── SOURCE RECORDS ──

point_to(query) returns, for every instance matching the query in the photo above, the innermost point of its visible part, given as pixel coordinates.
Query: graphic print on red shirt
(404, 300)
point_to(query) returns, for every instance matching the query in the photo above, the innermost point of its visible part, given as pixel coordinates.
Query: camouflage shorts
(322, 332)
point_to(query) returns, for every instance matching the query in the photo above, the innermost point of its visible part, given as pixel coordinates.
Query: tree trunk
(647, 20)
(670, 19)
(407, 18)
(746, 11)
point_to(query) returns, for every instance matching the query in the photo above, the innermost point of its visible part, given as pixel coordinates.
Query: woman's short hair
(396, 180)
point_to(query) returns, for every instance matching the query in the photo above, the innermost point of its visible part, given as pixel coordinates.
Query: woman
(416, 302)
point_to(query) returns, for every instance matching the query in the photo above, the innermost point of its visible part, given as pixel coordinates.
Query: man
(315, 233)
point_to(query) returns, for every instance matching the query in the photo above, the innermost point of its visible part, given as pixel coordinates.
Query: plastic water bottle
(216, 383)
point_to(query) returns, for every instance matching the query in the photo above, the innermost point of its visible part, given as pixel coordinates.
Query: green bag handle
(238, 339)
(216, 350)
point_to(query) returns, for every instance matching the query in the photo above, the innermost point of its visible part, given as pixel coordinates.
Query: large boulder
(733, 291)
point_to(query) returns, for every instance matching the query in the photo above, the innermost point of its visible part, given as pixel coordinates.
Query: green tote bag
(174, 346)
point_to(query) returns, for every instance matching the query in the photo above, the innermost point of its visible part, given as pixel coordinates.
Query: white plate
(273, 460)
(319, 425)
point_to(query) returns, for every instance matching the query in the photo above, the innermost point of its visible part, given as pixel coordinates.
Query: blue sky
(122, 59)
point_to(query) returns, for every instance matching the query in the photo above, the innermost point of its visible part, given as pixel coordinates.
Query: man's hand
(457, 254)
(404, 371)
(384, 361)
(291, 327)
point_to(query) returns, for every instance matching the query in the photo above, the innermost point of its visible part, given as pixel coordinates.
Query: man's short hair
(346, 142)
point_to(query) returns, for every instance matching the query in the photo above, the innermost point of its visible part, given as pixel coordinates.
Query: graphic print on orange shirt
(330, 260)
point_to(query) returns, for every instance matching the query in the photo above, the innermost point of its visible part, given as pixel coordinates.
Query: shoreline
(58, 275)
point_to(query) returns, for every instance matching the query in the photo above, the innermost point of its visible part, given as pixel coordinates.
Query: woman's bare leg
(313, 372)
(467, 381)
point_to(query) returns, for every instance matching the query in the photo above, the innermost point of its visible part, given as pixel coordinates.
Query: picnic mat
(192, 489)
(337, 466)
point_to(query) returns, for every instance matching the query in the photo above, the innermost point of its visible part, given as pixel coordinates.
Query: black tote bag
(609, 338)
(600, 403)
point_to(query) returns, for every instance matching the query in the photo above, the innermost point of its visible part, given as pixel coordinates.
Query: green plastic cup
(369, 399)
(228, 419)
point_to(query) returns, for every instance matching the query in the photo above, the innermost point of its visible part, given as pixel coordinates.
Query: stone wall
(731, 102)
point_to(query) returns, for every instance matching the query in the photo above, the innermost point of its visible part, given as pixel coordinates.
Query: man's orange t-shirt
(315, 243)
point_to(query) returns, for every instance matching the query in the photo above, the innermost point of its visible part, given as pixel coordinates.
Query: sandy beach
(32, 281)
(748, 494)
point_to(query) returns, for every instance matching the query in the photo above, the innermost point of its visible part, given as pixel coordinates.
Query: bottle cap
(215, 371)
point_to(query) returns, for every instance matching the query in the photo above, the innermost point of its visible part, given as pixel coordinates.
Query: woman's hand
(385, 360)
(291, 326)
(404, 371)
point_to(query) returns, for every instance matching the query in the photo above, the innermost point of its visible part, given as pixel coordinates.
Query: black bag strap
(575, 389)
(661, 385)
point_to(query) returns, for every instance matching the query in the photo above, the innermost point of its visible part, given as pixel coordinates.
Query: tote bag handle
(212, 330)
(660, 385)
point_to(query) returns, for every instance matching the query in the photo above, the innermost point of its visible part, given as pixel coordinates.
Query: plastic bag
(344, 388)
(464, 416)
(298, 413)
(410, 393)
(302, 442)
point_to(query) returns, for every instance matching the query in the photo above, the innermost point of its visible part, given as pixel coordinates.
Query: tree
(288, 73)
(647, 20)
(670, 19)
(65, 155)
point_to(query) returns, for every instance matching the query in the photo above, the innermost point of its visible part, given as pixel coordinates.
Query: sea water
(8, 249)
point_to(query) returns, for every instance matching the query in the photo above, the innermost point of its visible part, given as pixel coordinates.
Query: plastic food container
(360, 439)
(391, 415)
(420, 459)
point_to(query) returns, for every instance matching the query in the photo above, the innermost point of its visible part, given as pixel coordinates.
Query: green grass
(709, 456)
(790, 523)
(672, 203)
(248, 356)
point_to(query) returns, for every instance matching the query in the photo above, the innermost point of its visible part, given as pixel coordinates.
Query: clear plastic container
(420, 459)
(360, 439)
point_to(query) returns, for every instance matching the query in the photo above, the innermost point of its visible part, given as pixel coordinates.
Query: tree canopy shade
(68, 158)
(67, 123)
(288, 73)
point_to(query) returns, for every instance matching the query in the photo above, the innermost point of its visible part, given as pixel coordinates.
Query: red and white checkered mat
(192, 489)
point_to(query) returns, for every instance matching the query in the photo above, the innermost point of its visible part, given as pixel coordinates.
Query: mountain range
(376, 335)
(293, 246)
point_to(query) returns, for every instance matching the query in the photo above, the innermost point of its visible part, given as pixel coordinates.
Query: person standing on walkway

───

▶ _WHAT IS NEEDED_:
Type out every record above once more, exactly.

▶ _RESULT OF THIS TASK_:
point_to(query) returns, for every instance matching the query in the photo above, the innermost point of its visible part, given as pixel coordinates.
Query: graphic print on red shirt
(404, 300)
point_to(query) returns, for every instance matching the query in the photo above, the innermost point of its visible part, given as pixel coordinates.
Query: camouflage shorts
(322, 332)
point_to(query) returns, for every instance matching the query in the photo above, the innermost point of its visible part, given as pixel coordinates.
Query: tree trunk
(647, 20)
(670, 19)
(407, 18)
(746, 11)
point_to(query) returns, for every instance matching the query in the photo above, the innermost point of its visible part, given as pixel coordinates.
Query: woman's short hair
(396, 180)
point_to(query) returns, for every instance matching the query in the photo above, the innermost point of its visible part, given as pixel coordinates.
Query: woman
(416, 302)
point_to(query) returns, for every instance matching the query in the photo above, the innermost point of its visible part, given as pixel coordinates.
Query: man
(315, 233)
point_to(query) returns, for every instance matching the query in the photo above, the innermost point of its visible part, given as pixel coordinates.
Query: plastic water bottle
(216, 383)
point_to(query) returns, for every instance matching the query in the photo above, the innermost point of its visible part, given as pixel coordinates.
Query: green bag handle
(238, 339)
(216, 350)
point_to(query) returns, for every instance matching the query in the photo above, the innermost point of its visible part, given as pixel coordinates.
Query: large boulder
(733, 291)
point_to(query) returns, for every instance matching the query in the photo above, the innermost point of its visible part, given as pixel coordinates.
Query: green tote bag
(174, 346)
point_to(query) returns, for every instance matching the query in the photo above, the innermost point of its visible part, given as pixel coordinates.
Query: white plate
(273, 460)
(319, 425)
point_to(query) returns, for every instance matching the query in the photo above, the innermost point of its visible part, given as pixel coordinates.
Query: blue sky
(122, 59)
point_to(query) returns, for every instance matching the query in the photo above, the innermost point of its visible part, given as pixel coordinates.
Query: man's hand
(457, 254)
(404, 371)
(384, 361)
(291, 327)
point_to(query) returns, for every instance matching the query in the photo above, the innermost point of its visible part, given as pixel coordinates.
Query: man's short hair
(346, 142)
point_to(query) returns, for every instance matching the query in the photo above, the innermost point of its visible part, given as pixel coordinates.
Query: graphic print on orange shirt
(330, 260)
point_to(query) returns, for every instance matching the query in the photo above, the innermost point of its visible part, given as pixel coordinates.
Query: shoreline
(58, 275)
point_to(query) returns, for every instance matching the query in the photo above, the innermost point of its visible part, given as pixel coordinates.
Query: woman's bare leg
(313, 372)
(467, 381)
point_to(query) returns, for every instance matching the query in the photo above, the innermost point of its visible part, given as pixel coordinates.
Query: picnic mat
(192, 489)
(337, 466)
point_to(query) returns, for every instance matching the query in the photo above, the innermost point of its visible part, given as pixel coordinates.
Query: black tote bag
(609, 338)
(600, 403)
point_to(query) returns, for every instance matching the query in the photo above, the innermost point of its visible part, given as pixel coordinates.
Query: green plastic cup
(369, 399)
(228, 419)
point_to(query) returns, for every instance matching the query in the photo above, the innermost point of its visible part, given as pixel coordinates.
Query: stone wall
(731, 102)
point_to(query) returns, for every instance matching the query in the photo above, the innermost point of its visible part, given as pixel coordinates.
Query: man's orange t-shirt
(315, 243)
point_to(query) returns, for every instance matching the query in the photo above, the innermost point of its visible part, given as pixel coordinates.
Query: sandy beach
(32, 281)
(748, 494)
point_to(query) returns, for every instance matching the query in the photo above, the innermost point of its visible part, given as pixel coordinates.
Query: bottle cap
(215, 371)
point_to(query) returns, for every instance matching the query in the photo above, the innermost point of its visible part, given as pixel coordinates.
Query: woman's hand
(385, 360)
(291, 326)
(404, 371)
point_to(query) returns, for every instance matching the query in the photo above, the innermost point of its visible part, given as pixel coordinates.
Query: black bag strap
(575, 389)
(661, 385)
point_to(query) returns, for every instance matching the query in the photo above, the innermost point of its visible part, given as pixel coordinates.
Query: tote bag handle
(212, 330)
(660, 385)
point_to(query) returns, for every instance matching the query in the photo above, the innermost point of its visible part, given as pixel coordinates.
Query: plastic bag
(344, 388)
(464, 416)
(298, 413)
(410, 393)
(302, 442)
point_to(query) returns, for every instance matching the query in the photo above, the innermost point of its visible part, given as pixel coordinates.
Query: tree
(288, 73)
(647, 20)
(670, 19)
(65, 155)
point_to(query) returns, for every instance matching the query in the photo above, the innermost point of its visible part, given as pixel coordinates.
Query: sea water
(8, 249)
point_to(query) returns, for every instance matching the query in the photo above, the innermost point of its visible part, given as pixel coordinates.
Query: plastic food container
(360, 439)
(391, 415)
(420, 459)
point_to(query) returns, for every instance matching the query in the photo above, the innermost point of its visible part, given as pixel coordinates.
Query: green grass
(709, 456)
(790, 523)
(672, 203)
(248, 356)
point_to(query) returns, for every instance matching the query in the photo above, the innermost point of its visible part, given as pixel coordinates.
Query: clear plastic container
(420, 459)
(360, 439)
point_to(query) returns, for every instance matching the query in the photo above, the innermost point of its visible part, given as pixel coordinates.
Query: tree canopy shade
(68, 158)
(67, 123)
(288, 73)
point_to(query) returns, for every instance matching the query in the photo above, the innermost point of its visible part, given as pixel coordinates.
Query: red and white checkered mat
(192, 489)
point_to(query) returns, for every instance matching the query in the photo above, the innermost point of its visible part, given as pixel coordinates.
Query: mountain range
(376, 335)
(293, 246)
point_to(query) returns, for every instance matching the query in the photo above, the innermost point of its visible part, given as pixel coordinates.
Query: person standing on walkway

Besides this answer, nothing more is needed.